Your response must be an exact transcription of the lines from the one containing "Task: point out every instance of the faucet" through the final line of the data.

[Task input]
****

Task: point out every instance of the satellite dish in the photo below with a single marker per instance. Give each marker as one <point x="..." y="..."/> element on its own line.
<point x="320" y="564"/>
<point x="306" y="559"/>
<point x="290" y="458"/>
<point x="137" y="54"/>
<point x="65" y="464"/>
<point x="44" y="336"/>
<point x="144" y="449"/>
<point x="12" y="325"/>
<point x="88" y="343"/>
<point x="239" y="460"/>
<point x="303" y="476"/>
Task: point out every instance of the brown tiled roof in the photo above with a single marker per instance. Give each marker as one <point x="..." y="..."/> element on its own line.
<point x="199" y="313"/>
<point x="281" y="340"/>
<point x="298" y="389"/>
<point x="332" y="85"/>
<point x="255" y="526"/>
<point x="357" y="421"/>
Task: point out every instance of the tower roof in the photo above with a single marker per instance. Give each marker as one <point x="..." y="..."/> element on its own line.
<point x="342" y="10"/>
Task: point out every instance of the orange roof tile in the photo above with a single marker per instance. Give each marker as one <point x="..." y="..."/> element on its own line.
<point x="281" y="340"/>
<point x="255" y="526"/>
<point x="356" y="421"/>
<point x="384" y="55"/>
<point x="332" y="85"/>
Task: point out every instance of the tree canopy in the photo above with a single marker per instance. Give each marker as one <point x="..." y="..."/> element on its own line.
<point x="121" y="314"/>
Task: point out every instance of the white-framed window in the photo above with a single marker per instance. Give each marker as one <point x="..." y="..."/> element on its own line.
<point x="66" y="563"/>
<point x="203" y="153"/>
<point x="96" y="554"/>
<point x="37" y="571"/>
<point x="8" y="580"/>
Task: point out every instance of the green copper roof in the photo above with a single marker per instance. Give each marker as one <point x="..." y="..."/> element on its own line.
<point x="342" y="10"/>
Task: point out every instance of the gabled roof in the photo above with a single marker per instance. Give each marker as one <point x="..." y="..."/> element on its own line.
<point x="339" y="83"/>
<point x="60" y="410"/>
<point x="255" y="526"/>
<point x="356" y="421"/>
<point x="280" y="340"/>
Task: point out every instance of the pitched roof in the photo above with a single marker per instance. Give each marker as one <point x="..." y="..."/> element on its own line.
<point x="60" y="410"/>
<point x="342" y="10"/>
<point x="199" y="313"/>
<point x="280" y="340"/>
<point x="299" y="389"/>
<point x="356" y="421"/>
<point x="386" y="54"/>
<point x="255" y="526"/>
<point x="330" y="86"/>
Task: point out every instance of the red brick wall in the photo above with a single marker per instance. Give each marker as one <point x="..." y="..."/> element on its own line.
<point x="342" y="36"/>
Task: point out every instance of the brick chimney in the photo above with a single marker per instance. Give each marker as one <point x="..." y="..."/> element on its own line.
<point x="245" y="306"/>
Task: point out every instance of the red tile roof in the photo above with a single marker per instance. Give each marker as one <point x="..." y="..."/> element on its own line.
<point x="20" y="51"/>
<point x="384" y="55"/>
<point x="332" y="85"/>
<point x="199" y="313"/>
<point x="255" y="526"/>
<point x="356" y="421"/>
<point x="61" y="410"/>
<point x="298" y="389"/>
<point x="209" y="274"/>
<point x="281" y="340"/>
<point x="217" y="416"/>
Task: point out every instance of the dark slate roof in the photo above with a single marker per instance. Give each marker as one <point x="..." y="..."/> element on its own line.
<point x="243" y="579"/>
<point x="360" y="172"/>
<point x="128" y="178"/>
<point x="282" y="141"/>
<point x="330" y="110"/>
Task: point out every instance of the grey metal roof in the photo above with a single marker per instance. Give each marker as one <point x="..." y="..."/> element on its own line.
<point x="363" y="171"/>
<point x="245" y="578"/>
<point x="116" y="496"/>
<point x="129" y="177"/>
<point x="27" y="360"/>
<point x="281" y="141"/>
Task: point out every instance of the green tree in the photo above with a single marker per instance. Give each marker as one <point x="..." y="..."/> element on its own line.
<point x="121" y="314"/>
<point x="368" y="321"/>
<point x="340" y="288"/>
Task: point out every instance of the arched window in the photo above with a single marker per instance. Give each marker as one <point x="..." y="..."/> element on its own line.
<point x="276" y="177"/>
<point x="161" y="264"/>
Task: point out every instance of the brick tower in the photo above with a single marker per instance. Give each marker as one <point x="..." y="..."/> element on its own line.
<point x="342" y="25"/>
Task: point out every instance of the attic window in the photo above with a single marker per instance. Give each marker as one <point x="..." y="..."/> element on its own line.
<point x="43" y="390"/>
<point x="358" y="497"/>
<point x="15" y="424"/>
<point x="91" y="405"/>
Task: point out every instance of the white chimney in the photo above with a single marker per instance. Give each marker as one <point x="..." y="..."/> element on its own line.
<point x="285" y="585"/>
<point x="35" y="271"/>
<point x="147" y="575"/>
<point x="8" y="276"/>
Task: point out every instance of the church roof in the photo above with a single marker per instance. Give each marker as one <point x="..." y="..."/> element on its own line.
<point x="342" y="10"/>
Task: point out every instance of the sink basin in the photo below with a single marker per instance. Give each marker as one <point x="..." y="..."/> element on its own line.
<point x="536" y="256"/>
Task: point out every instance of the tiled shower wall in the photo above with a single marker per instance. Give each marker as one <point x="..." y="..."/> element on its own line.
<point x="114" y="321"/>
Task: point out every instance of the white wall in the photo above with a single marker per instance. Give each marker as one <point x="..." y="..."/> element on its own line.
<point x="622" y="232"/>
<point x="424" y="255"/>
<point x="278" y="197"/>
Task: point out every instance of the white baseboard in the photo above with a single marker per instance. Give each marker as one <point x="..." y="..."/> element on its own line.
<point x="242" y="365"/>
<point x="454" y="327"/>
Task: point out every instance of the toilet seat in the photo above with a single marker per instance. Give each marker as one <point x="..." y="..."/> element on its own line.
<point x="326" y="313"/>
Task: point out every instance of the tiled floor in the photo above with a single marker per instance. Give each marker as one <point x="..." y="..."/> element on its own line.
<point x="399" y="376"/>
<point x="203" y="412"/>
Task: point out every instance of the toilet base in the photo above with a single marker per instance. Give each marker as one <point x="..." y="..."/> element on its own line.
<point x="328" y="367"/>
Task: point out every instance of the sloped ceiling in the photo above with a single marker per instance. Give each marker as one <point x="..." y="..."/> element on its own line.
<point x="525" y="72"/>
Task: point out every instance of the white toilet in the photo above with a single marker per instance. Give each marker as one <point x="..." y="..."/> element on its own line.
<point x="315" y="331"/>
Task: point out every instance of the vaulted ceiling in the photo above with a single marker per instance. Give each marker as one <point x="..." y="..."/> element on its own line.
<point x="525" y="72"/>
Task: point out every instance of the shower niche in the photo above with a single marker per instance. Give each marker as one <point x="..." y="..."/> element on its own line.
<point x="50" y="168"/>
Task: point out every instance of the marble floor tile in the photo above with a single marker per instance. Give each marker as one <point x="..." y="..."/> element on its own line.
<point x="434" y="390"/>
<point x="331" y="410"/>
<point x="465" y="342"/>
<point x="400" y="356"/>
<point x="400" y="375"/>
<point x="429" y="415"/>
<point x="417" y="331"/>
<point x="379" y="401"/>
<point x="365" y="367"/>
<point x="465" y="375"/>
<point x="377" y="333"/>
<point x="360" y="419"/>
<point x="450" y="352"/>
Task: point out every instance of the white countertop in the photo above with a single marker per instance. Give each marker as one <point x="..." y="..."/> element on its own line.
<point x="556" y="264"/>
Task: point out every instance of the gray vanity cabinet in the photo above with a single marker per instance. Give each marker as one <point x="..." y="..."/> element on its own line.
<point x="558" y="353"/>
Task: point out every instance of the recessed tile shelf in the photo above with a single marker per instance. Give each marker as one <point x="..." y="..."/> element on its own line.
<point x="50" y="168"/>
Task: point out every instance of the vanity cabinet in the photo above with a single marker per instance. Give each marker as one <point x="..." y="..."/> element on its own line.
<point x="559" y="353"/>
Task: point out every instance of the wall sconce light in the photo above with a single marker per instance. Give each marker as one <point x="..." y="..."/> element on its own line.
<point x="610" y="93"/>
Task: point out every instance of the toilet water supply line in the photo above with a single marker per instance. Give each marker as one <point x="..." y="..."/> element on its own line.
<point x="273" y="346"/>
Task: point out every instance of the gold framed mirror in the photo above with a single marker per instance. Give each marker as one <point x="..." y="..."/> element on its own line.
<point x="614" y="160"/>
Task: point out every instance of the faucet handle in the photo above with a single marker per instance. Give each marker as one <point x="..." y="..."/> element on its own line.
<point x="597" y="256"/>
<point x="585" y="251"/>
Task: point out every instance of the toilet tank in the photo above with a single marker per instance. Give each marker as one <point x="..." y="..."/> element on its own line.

****

[Expected output]
Task: point out every instance of the faucet handle in the photo above with a single marker per instance. Give each marker as one <point x="..." y="..."/> element on its own line.
<point x="597" y="256"/>
<point x="585" y="251"/>
Task: point out every instance of the toilet tank in the photo above with a single marker per instance. Give each marker as one <point x="..." y="..."/> element on its own line.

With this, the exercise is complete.